::: Records shown :::

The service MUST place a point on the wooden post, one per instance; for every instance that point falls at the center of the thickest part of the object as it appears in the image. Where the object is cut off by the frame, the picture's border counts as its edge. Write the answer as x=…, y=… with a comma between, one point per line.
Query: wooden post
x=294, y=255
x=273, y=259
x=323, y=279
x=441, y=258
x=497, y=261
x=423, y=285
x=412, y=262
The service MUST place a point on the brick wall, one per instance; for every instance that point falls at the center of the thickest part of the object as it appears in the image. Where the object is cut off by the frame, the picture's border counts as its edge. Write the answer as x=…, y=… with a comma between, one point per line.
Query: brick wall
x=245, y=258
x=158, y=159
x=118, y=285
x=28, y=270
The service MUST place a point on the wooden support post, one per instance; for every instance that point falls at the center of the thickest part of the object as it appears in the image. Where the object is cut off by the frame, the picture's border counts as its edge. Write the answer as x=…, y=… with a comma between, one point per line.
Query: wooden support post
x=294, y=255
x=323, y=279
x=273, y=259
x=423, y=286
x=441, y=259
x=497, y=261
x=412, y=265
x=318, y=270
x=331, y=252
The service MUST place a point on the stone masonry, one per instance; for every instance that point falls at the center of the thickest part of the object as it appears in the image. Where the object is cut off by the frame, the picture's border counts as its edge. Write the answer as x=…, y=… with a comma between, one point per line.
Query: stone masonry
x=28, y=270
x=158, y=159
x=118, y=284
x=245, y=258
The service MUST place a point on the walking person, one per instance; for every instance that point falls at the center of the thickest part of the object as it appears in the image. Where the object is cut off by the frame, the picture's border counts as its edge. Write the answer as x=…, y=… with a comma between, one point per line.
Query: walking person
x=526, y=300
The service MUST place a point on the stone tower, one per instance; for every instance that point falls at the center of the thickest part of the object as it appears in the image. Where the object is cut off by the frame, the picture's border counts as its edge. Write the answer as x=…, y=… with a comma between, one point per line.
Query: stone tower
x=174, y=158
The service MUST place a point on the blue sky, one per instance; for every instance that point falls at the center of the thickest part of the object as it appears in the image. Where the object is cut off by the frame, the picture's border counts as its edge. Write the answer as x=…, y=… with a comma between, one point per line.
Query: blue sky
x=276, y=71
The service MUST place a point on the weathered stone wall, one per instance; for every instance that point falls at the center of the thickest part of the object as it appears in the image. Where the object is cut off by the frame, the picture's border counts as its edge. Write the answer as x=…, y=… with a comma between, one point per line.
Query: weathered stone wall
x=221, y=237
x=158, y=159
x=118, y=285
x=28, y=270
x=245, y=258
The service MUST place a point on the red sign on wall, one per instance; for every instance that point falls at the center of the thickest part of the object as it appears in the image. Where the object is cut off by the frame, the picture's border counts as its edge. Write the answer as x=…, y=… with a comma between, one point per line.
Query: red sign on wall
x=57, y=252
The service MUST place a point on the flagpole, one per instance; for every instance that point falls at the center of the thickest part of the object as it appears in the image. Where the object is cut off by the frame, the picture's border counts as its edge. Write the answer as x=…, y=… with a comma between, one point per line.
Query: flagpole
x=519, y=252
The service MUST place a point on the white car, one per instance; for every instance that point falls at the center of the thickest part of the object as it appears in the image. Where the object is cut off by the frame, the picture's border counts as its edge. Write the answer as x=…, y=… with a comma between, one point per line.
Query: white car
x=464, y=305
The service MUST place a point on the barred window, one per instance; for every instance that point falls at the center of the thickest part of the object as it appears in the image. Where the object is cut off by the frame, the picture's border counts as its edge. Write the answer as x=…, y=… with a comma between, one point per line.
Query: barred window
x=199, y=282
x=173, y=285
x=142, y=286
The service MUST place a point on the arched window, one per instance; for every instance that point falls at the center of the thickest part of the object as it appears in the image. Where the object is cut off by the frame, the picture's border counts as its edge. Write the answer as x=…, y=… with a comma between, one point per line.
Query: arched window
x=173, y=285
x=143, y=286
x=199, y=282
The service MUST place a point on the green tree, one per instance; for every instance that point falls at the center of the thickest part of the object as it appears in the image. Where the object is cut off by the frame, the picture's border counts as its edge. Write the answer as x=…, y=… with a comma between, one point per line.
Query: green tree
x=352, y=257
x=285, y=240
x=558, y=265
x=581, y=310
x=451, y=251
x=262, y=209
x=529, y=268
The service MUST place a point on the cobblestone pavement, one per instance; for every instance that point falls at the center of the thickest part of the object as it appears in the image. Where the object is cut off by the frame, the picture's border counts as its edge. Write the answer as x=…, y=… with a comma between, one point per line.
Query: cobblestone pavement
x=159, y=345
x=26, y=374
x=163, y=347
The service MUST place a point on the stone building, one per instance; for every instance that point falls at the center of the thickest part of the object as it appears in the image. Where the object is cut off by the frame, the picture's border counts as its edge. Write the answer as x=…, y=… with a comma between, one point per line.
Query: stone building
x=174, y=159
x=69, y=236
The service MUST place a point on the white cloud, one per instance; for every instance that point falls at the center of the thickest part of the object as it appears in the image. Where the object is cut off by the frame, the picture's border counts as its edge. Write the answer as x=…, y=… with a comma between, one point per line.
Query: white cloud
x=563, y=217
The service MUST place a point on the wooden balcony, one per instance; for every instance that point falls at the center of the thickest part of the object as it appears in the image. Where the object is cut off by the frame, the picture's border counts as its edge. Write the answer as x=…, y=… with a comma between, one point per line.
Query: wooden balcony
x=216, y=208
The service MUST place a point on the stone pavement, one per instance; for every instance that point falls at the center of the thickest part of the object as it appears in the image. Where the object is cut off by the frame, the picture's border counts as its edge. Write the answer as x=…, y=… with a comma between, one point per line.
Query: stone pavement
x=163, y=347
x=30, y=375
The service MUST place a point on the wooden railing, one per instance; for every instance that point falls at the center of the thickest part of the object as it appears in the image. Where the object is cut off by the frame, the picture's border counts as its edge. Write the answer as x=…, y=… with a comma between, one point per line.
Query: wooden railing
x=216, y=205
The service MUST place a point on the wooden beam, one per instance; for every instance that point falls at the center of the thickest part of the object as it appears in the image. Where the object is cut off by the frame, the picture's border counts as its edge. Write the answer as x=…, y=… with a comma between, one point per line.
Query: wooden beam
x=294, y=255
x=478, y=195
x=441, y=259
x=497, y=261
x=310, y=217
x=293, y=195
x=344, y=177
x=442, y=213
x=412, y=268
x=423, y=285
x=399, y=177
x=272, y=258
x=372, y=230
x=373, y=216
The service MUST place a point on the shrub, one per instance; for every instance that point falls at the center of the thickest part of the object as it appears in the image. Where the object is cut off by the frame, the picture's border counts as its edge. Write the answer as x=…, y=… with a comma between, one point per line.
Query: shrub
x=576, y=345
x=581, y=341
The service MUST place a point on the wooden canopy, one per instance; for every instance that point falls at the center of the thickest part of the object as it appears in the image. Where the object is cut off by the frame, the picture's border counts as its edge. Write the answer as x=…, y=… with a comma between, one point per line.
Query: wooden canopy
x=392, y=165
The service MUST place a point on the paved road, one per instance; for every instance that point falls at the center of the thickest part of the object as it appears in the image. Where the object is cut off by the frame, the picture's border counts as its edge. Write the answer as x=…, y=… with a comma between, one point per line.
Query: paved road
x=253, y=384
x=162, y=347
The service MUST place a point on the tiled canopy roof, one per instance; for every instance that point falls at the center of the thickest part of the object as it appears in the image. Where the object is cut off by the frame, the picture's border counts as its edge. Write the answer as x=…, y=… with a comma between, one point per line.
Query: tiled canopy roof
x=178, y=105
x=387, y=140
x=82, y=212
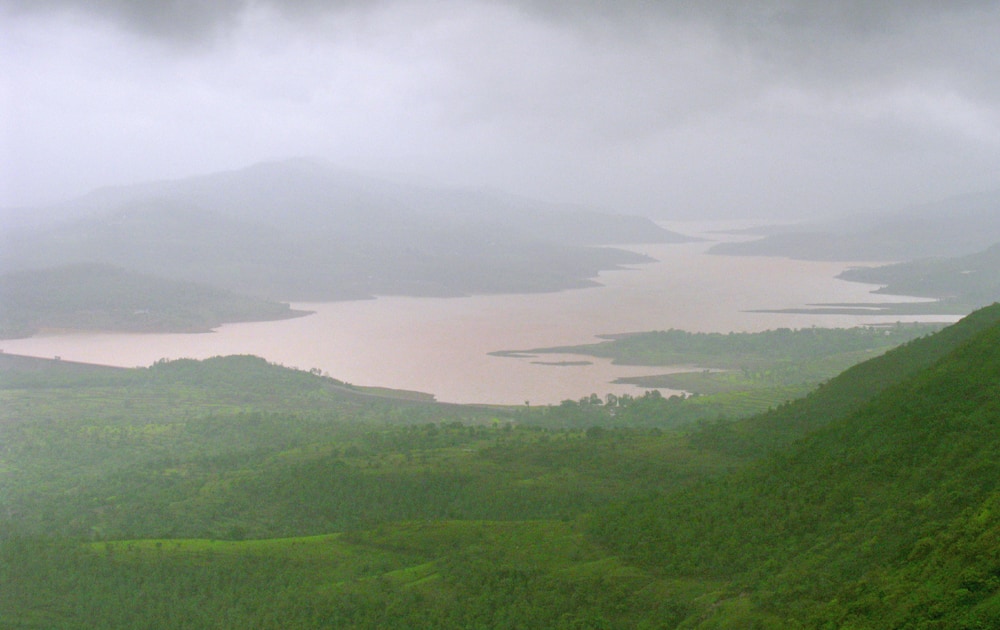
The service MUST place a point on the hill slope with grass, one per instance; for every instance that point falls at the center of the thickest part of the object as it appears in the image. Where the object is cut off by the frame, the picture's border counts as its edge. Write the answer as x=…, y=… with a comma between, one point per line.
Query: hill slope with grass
x=234, y=493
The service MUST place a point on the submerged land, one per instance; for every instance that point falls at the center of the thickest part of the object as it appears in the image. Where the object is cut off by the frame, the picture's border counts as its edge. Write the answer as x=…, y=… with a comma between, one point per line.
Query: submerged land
x=237, y=493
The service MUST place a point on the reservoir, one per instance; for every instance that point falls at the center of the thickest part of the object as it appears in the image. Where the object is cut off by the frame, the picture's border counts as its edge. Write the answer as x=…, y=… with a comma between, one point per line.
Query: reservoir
x=442, y=345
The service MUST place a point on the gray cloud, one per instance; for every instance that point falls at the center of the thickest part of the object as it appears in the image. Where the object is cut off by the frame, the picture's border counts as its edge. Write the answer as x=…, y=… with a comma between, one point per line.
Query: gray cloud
x=680, y=107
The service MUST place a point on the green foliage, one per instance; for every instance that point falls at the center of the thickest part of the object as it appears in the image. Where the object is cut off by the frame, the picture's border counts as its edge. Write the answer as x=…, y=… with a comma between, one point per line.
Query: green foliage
x=969, y=281
x=862, y=500
x=235, y=493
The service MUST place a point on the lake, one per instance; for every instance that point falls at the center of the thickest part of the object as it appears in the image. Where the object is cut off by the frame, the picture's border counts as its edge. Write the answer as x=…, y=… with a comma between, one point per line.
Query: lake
x=442, y=345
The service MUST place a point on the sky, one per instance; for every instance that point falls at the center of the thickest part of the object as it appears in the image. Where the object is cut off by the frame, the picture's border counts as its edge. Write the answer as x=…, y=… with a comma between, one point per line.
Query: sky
x=669, y=108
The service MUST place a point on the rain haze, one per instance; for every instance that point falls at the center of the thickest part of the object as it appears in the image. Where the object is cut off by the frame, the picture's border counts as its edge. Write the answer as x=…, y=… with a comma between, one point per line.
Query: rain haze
x=669, y=109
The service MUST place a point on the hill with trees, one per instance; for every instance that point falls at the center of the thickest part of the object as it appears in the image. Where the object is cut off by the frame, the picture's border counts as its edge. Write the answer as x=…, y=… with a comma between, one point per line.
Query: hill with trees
x=236, y=493
x=301, y=230
x=101, y=297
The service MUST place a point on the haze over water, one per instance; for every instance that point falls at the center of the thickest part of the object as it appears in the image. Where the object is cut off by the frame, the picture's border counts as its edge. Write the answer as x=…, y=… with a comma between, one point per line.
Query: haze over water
x=441, y=345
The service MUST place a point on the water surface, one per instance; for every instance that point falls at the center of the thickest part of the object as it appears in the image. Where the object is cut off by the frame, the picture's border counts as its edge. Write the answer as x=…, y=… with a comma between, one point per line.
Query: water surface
x=441, y=345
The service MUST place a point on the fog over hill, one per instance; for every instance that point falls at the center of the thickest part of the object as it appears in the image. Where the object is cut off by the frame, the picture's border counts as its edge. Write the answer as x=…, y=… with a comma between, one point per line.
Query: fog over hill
x=955, y=226
x=302, y=230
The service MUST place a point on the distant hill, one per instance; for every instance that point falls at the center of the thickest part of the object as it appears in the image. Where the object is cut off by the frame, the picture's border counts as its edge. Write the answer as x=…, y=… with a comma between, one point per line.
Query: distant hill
x=884, y=517
x=972, y=280
x=235, y=493
x=953, y=227
x=301, y=230
x=101, y=297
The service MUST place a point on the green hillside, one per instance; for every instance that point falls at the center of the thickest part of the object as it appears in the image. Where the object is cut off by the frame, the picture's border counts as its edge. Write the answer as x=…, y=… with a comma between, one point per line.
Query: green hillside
x=302, y=230
x=235, y=493
x=855, y=525
x=102, y=297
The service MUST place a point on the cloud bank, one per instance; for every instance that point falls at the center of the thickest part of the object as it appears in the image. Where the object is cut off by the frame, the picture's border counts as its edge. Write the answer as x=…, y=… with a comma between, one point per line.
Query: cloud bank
x=672, y=108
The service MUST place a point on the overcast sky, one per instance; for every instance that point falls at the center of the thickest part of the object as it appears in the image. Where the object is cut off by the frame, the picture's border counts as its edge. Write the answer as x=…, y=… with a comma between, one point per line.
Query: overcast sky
x=675, y=107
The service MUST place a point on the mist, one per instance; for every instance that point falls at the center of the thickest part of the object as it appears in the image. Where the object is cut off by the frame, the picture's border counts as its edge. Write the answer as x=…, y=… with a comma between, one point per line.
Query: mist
x=781, y=110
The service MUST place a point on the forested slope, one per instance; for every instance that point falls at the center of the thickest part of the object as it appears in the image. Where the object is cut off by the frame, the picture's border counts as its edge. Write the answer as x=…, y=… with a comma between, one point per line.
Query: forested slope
x=882, y=518
x=192, y=494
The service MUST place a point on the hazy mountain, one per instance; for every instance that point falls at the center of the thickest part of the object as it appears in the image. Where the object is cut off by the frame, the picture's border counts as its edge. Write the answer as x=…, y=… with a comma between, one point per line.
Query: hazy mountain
x=972, y=280
x=952, y=227
x=302, y=230
x=99, y=297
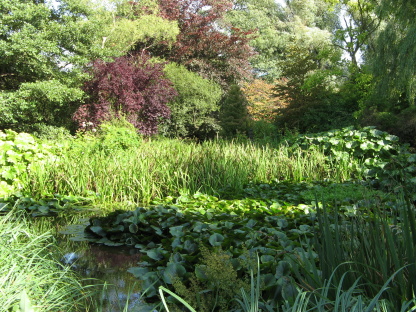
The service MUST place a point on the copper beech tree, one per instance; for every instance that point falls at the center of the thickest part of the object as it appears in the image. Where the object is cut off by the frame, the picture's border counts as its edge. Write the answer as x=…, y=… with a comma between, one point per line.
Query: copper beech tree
x=130, y=86
x=206, y=44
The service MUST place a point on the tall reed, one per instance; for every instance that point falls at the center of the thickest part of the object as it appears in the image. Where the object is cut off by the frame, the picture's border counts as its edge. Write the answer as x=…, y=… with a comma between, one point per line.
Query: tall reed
x=372, y=246
x=169, y=167
x=29, y=276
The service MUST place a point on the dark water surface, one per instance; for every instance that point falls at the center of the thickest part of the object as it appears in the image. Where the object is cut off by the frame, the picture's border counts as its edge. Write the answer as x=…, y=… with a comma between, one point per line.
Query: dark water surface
x=106, y=264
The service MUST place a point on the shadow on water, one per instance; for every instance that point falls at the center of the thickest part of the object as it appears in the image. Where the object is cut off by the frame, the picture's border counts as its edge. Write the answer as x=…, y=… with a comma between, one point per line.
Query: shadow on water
x=103, y=266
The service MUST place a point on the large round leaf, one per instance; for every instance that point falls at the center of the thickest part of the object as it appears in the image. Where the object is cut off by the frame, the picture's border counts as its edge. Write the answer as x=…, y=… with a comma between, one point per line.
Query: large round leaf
x=173, y=270
x=216, y=239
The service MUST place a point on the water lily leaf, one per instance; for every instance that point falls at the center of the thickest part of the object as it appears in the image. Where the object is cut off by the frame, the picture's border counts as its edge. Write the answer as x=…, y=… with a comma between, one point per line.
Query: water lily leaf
x=176, y=231
x=199, y=227
x=189, y=246
x=282, y=223
x=266, y=258
x=228, y=225
x=283, y=269
x=251, y=223
x=200, y=272
x=304, y=228
x=138, y=272
x=158, y=230
x=151, y=283
x=177, y=258
x=173, y=270
x=133, y=228
x=269, y=280
x=98, y=230
x=216, y=239
x=176, y=243
x=110, y=243
x=155, y=254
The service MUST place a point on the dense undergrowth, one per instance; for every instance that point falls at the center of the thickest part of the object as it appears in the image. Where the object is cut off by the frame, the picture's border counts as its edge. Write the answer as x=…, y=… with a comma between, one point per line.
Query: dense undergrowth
x=328, y=217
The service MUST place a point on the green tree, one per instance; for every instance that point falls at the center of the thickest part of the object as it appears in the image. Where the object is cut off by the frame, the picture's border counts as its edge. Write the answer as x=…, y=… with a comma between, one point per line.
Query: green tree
x=277, y=28
x=42, y=53
x=192, y=110
x=360, y=26
x=234, y=117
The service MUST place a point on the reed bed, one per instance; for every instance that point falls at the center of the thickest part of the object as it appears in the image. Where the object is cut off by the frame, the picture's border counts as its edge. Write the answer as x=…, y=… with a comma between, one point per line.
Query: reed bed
x=158, y=168
x=30, y=278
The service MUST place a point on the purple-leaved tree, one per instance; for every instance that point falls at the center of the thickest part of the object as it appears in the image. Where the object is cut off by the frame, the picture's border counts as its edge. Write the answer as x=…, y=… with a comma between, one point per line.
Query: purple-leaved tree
x=130, y=86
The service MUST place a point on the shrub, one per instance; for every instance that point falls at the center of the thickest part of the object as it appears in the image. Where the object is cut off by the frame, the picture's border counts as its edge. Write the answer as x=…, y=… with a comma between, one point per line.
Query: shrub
x=17, y=152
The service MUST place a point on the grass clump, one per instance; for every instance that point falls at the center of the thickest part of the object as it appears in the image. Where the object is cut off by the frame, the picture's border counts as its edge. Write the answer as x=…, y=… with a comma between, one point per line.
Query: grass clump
x=29, y=275
x=214, y=284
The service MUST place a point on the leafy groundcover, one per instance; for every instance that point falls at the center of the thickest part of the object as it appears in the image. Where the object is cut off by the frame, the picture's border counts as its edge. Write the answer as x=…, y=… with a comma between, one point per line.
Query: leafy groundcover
x=275, y=222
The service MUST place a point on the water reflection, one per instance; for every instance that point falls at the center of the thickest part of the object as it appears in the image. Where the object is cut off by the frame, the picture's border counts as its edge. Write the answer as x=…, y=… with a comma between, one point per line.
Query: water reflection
x=103, y=265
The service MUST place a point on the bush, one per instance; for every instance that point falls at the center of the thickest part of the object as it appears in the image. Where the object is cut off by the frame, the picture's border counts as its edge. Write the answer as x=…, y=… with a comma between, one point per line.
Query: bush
x=17, y=152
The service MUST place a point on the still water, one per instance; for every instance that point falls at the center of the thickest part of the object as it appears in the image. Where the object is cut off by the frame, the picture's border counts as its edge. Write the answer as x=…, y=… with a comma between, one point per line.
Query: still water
x=100, y=265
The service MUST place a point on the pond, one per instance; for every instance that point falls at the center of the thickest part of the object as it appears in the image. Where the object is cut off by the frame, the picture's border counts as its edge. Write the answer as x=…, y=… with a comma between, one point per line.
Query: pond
x=102, y=265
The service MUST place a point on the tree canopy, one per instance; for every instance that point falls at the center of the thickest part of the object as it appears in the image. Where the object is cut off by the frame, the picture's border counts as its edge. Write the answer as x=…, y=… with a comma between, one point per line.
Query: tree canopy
x=166, y=63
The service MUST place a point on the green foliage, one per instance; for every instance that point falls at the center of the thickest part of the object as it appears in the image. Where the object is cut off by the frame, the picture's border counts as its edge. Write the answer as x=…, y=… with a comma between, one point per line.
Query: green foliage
x=47, y=206
x=376, y=248
x=218, y=287
x=138, y=23
x=158, y=168
x=116, y=135
x=364, y=143
x=383, y=157
x=234, y=117
x=17, y=152
x=171, y=238
x=30, y=276
x=50, y=101
x=43, y=51
x=193, y=108
x=310, y=87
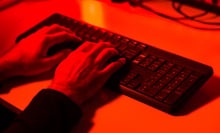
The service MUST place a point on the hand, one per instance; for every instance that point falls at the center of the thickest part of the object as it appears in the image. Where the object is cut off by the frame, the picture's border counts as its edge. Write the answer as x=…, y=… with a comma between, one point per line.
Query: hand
x=84, y=72
x=28, y=57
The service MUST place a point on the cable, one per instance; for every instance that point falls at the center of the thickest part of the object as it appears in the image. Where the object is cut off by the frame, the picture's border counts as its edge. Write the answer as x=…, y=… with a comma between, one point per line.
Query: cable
x=178, y=19
x=178, y=9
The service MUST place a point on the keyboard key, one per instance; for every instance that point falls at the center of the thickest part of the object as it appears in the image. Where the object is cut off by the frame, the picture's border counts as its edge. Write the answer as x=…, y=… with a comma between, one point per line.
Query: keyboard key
x=106, y=37
x=163, y=94
x=172, y=98
x=148, y=61
x=149, y=74
x=134, y=83
x=188, y=83
x=128, y=77
x=139, y=58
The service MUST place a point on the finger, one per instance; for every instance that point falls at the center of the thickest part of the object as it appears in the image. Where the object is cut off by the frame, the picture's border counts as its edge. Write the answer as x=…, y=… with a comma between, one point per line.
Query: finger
x=97, y=49
x=58, y=38
x=113, y=67
x=86, y=46
x=104, y=56
x=56, y=59
x=57, y=28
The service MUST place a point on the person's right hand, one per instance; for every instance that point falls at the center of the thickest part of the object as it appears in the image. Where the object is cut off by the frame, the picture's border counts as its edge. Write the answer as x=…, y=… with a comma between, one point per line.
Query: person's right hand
x=84, y=72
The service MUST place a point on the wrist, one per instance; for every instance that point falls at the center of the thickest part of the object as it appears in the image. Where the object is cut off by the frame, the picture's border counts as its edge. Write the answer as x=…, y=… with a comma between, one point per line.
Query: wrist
x=69, y=92
x=6, y=69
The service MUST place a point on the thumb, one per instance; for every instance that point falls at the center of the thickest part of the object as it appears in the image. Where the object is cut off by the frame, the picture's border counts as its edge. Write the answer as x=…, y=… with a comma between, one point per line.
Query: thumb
x=57, y=58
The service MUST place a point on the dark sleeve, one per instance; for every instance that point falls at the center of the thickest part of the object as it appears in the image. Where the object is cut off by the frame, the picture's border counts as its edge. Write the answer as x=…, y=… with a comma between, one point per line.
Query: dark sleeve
x=49, y=112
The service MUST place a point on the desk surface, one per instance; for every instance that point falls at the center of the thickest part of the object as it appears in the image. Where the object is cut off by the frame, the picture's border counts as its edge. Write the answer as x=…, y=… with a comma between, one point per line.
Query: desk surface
x=111, y=112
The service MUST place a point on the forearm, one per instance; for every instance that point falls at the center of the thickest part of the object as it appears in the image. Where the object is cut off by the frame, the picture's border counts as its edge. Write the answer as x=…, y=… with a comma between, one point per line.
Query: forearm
x=6, y=69
x=49, y=112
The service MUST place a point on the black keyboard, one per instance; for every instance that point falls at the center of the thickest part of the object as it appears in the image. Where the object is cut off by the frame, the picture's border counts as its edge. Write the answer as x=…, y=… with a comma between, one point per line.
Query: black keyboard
x=151, y=75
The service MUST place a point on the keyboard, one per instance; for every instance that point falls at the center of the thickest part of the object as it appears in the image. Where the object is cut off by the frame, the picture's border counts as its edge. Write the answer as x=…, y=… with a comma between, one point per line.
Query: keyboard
x=151, y=75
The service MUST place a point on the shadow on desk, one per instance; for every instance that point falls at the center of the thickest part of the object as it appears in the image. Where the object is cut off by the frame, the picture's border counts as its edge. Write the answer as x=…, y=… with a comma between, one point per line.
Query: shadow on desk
x=208, y=92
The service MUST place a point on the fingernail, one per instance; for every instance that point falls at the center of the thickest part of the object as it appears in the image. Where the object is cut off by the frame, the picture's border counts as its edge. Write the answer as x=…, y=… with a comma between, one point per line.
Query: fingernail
x=122, y=60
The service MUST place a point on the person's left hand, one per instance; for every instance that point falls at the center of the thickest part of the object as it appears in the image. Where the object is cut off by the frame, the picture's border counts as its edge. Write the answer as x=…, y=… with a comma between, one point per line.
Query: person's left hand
x=28, y=57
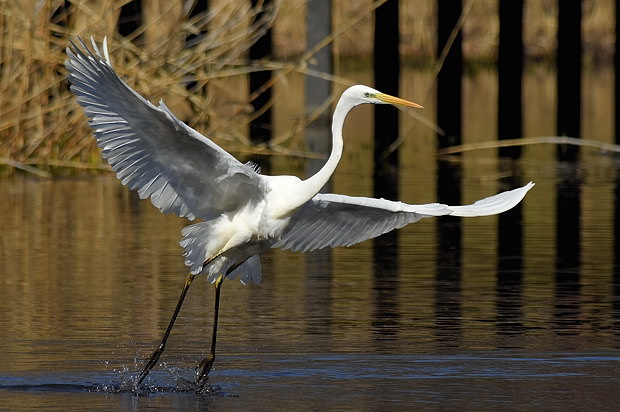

:::

▶ [Work item] Starting at the line above that contains "The service MUST place a point on the stone pavement, one", repeat each line exactly up to and including the line that contains "The service MUST place a point on the wooden beam, one", and stop there.

▶ [Final answer]
The service MUST place a point on the stone pavement, one per instance; for every instance that point falls at the center of the thickest part of the object as it appears in the image. Where the object is cut off by the frame, the picture's border counts as its edge. Write the answer as x=…, y=… with a comma between, one point per line.
Query: stone pavement
x=163, y=347
x=30, y=375
The service MUST place a point on the wooden railing, one per instance; for every instance that point falls at the center of the thickest part of the object as it appears in the image. Where the object is cut off by the frame, the picture's border counts as its edge. Write the answer as x=…, y=… with a comma between, one point per line.
Query: wooden railing
x=216, y=205
The service MUST place a point on the wooden beam, one per instance; for every instance that point falls at the center of the thickest part of the object as it appears in the image. Where the object is cut off by the frame, the picture's border counts as its edge. Write the answer as x=…, y=… with a comma between, one point per line.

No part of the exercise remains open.